# Exercise
How many lines in the records below contain the word "come"? Reply with the number alone.

# Information supplied
##############################

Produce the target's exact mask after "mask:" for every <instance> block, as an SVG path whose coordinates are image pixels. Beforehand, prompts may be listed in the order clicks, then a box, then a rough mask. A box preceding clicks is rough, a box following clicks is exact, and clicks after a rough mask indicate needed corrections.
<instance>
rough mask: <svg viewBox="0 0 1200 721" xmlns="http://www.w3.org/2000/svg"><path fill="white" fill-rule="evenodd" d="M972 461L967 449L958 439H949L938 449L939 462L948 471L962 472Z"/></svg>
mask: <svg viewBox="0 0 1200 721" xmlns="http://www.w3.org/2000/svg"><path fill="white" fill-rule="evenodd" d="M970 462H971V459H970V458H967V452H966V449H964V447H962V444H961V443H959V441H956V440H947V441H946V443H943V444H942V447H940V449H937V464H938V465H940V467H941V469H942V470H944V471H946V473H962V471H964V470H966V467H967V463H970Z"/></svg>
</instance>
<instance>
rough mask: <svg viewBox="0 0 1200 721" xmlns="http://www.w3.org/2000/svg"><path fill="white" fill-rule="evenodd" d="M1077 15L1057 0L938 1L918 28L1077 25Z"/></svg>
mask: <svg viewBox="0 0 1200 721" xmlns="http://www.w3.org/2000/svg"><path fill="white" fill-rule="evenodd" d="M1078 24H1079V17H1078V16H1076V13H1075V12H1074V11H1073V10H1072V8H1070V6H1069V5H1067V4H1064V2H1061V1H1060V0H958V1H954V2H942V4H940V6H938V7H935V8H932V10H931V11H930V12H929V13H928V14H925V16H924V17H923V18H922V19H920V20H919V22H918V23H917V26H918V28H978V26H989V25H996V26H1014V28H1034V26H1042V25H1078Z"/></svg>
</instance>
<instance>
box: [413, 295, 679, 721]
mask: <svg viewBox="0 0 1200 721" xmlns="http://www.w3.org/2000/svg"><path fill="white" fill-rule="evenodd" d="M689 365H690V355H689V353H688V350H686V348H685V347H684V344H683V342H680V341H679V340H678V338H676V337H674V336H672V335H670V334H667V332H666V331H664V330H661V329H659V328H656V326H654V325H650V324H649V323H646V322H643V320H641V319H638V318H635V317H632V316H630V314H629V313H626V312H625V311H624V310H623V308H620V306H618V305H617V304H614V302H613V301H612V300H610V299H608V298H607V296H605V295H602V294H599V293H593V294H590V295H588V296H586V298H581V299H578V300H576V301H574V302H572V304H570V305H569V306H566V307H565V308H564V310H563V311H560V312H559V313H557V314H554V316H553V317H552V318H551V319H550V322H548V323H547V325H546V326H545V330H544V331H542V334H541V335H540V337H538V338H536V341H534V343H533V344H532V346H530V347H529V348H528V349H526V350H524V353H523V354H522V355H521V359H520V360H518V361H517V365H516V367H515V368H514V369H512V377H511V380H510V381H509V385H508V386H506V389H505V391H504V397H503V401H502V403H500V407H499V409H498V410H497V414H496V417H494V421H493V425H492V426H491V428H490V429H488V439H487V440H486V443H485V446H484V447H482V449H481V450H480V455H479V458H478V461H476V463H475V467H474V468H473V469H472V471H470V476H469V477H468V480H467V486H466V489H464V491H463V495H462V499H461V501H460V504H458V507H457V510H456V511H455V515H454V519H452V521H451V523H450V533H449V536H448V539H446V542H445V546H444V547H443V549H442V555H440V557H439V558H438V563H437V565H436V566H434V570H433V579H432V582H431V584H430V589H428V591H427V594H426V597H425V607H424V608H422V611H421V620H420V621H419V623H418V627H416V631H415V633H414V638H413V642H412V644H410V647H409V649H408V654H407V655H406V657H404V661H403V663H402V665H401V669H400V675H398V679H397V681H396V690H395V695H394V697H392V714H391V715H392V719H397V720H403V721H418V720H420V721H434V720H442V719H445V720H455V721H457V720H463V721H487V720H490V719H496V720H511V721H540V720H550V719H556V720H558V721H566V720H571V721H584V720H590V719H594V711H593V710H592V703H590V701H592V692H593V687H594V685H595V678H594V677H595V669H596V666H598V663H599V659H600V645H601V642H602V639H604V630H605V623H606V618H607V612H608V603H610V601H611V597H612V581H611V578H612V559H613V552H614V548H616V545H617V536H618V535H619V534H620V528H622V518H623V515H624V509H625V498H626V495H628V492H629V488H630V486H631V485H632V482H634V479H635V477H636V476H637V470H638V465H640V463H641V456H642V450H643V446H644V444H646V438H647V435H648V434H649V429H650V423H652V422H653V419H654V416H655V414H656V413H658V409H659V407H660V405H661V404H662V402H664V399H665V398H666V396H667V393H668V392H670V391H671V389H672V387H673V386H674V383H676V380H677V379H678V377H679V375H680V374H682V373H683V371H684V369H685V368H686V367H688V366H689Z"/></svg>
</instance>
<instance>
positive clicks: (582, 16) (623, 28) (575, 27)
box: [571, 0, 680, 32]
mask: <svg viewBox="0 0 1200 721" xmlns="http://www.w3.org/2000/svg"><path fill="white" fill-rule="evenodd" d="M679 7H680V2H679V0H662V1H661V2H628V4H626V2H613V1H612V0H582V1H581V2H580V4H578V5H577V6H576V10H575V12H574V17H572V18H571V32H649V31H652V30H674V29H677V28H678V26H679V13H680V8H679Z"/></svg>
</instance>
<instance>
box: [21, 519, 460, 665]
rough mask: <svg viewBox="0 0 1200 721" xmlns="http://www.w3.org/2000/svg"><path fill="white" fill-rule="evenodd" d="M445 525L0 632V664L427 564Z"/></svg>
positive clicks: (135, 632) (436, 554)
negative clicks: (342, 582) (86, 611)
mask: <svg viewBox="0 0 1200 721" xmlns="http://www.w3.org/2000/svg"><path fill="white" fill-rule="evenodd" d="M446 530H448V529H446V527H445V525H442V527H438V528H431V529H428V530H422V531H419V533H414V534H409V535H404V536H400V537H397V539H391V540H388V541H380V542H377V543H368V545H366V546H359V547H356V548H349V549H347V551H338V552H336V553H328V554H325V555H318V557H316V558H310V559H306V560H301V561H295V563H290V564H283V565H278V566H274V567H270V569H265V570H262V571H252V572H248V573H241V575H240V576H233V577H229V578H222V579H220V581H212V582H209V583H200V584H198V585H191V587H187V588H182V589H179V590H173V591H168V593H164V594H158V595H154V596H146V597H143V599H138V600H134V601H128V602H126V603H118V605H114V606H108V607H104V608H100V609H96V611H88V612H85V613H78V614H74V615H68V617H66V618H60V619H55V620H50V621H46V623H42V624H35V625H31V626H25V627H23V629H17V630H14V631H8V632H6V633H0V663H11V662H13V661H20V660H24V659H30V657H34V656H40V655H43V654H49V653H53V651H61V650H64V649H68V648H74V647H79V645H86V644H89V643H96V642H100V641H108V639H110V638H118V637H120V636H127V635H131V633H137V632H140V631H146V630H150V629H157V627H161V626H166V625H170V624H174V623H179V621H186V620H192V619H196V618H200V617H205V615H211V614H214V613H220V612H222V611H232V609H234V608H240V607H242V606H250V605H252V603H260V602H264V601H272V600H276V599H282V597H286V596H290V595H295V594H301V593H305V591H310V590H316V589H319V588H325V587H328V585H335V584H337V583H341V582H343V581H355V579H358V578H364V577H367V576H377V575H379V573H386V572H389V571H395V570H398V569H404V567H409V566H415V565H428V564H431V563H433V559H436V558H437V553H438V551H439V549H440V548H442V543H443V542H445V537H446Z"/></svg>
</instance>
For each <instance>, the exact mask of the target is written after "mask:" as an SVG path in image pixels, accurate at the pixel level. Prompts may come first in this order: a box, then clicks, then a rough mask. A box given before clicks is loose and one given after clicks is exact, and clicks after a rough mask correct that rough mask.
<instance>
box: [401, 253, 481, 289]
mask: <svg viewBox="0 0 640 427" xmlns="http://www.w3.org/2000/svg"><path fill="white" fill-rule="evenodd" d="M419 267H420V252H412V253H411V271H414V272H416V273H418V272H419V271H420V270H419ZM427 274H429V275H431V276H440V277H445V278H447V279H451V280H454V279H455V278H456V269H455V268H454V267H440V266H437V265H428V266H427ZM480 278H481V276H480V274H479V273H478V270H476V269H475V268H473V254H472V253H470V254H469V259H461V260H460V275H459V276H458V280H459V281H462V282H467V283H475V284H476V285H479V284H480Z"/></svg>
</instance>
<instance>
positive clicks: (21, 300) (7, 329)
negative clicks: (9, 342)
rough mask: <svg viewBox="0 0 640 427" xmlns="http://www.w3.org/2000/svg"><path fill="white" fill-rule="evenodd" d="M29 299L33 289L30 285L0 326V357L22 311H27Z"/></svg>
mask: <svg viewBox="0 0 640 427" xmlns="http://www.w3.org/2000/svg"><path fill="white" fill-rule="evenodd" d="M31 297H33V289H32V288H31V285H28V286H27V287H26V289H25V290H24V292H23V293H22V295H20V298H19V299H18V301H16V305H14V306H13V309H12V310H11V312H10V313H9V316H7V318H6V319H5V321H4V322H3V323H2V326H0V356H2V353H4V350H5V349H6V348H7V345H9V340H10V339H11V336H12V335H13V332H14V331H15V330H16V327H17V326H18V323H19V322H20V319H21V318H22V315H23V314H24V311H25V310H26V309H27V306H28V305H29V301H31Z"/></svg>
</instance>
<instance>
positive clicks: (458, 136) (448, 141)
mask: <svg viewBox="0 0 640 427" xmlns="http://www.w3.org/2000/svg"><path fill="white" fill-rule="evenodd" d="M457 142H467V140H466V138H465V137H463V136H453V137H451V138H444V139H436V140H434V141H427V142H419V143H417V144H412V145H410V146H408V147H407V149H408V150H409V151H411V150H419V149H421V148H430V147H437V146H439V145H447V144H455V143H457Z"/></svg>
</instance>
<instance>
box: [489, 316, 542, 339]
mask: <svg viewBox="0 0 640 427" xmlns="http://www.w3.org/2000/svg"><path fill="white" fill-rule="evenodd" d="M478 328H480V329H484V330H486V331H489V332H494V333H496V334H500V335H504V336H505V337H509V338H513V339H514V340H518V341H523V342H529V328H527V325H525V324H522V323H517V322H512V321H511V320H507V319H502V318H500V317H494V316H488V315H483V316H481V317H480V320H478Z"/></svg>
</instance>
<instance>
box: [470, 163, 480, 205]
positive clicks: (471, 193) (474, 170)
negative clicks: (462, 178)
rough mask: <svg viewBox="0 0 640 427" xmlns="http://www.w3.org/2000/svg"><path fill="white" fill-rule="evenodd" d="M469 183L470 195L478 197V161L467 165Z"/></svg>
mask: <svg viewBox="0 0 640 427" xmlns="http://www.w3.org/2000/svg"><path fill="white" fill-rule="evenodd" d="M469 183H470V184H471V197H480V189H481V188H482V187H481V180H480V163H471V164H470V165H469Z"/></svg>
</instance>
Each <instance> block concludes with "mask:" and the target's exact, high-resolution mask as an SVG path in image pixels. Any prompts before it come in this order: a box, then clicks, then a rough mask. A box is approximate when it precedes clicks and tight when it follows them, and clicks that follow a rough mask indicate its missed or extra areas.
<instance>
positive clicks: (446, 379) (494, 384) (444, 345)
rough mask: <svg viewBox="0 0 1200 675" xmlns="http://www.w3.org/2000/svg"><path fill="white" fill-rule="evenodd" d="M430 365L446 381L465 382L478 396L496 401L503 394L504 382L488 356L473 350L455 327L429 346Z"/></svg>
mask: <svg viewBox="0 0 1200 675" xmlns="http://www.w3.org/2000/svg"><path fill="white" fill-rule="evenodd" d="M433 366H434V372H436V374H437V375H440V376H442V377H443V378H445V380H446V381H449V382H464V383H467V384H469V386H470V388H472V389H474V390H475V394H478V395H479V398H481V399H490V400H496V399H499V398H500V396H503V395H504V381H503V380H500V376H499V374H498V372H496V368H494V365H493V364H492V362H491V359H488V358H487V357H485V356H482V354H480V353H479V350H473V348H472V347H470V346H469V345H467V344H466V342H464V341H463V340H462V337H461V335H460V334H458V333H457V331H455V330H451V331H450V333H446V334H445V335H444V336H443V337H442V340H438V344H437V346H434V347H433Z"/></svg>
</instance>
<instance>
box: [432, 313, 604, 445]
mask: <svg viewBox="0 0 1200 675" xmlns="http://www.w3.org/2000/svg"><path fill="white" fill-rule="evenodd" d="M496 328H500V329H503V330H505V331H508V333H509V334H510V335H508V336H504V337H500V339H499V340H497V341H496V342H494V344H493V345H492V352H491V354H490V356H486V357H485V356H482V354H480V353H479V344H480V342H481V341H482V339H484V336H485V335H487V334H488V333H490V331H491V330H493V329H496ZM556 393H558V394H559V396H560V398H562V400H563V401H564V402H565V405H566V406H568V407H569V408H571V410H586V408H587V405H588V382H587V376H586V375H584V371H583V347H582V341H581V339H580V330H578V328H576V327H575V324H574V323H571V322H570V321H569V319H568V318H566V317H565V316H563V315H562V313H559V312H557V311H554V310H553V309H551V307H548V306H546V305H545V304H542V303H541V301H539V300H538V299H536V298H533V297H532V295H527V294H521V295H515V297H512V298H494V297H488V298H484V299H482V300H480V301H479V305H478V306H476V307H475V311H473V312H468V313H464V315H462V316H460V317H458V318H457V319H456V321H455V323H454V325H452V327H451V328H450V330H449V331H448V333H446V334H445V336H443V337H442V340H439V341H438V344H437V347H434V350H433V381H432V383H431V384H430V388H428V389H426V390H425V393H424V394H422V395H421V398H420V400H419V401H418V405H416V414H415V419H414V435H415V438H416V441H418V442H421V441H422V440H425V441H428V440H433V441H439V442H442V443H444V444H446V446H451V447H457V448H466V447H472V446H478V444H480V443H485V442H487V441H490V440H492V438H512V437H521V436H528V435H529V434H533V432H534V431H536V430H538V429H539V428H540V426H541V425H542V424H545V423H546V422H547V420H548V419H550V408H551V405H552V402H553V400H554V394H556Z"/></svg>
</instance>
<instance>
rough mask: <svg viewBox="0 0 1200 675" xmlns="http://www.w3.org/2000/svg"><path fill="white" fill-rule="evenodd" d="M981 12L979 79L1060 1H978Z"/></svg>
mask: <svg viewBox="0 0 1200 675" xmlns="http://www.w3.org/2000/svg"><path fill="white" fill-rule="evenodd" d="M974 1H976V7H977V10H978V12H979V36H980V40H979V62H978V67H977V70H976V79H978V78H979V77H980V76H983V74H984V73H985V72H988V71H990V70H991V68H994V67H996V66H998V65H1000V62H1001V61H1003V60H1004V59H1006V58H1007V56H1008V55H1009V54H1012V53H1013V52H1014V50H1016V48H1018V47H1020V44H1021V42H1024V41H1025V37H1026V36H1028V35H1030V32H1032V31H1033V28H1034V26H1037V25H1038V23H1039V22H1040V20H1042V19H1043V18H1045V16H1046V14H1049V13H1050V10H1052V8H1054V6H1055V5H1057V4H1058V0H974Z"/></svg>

##############################

# Solved exercise
2